** Opening DATA PROVIDED block **

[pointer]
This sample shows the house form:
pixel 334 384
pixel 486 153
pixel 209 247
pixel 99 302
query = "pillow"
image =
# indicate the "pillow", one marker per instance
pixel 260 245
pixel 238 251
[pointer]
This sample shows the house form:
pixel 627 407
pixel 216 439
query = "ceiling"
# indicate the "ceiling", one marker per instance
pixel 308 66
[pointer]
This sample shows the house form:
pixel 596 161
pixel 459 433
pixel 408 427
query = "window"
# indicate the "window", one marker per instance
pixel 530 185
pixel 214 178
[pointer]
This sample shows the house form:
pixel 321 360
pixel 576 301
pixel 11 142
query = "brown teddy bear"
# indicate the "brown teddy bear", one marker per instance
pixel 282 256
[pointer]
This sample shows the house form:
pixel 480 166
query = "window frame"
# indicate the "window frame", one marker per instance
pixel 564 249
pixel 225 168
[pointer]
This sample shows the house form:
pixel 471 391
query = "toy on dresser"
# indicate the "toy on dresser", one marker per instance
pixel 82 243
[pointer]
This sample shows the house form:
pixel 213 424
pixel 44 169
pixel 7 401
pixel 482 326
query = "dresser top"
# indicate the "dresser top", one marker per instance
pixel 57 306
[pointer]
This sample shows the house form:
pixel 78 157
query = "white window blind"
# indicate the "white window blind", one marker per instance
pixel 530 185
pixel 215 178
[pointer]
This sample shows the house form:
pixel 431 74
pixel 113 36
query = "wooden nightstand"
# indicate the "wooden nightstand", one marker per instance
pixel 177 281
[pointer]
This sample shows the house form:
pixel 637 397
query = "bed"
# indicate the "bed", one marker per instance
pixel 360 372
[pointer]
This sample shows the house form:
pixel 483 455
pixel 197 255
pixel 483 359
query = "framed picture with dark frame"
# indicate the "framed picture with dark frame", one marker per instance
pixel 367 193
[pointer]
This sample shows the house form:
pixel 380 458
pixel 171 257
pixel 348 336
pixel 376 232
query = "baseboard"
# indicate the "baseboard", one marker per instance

** Closing DATA PROVIDED block **

EXERCISE DETAILS: Return the entries above exactly as they were written.

EXERCISE ANSWER:
[pointer]
This sample shows the house form:
pixel 334 384
pixel 486 153
pixel 209 247
pixel 99 302
query = "pillow"
image =
# indicate the "pillow", one marker per instance
pixel 260 245
pixel 238 251
[pointer]
This sample shows the house form:
pixel 627 407
pixel 216 439
query = "ceiling"
# indicate the "ceiling", one marker per instance
pixel 308 66
[pointer]
This sample shows the house form:
pixel 596 161
pixel 459 433
pixel 408 427
query = "window"
# indicate the "window", one marker per instance
pixel 530 185
pixel 214 178
[pointer]
This sample shows the house form:
pixel 321 360
pixel 576 301
pixel 11 142
query = "brown teddy bear"
# indicate the "brown teddy bear", one marker per instance
pixel 282 256
[pointer]
This sample shows the house form:
pixel 480 166
query = "window frame"
# indicate the "window frame", one marker per instance
pixel 564 249
pixel 225 168
[pointer]
This sample shows the house form:
pixel 471 391
query = "toy on dresser"
# indicate the "toy on dresser", one marker per instance
pixel 82 243
[pointer]
This sample shows the house form:
pixel 213 424
pixel 44 169
pixel 7 401
pixel 482 326
query = "dresser top"
# indicate the "dresser top", one marker per instance
pixel 57 306
[pointer]
This sample shows the house form:
pixel 78 157
query = "white window blind"
# indicate the "white window blind", one marker per instance
pixel 530 185
pixel 215 178
[pointer]
This sample shows the house form:
pixel 431 74
pixel 113 36
query = "wooden nightstand"
# indicate the "wooden nightstand", one marker per instance
pixel 177 281
[pointer]
This sample shows the house form:
pixel 637 397
query = "bed"
# indicate the "bed", one marker per instance
pixel 360 372
[pointer]
This sample shows the house form:
pixel 483 455
pixel 197 255
pixel 483 359
query = "framed picture with dark frame"
# indicate the "framed picture with dark frame", one marker per instance
pixel 367 193
[pointer]
This sample shows the house form:
pixel 380 458
pixel 171 257
pixel 348 336
pixel 376 232
query = "baseboard"
# indicate the "baseboard", one marker per instance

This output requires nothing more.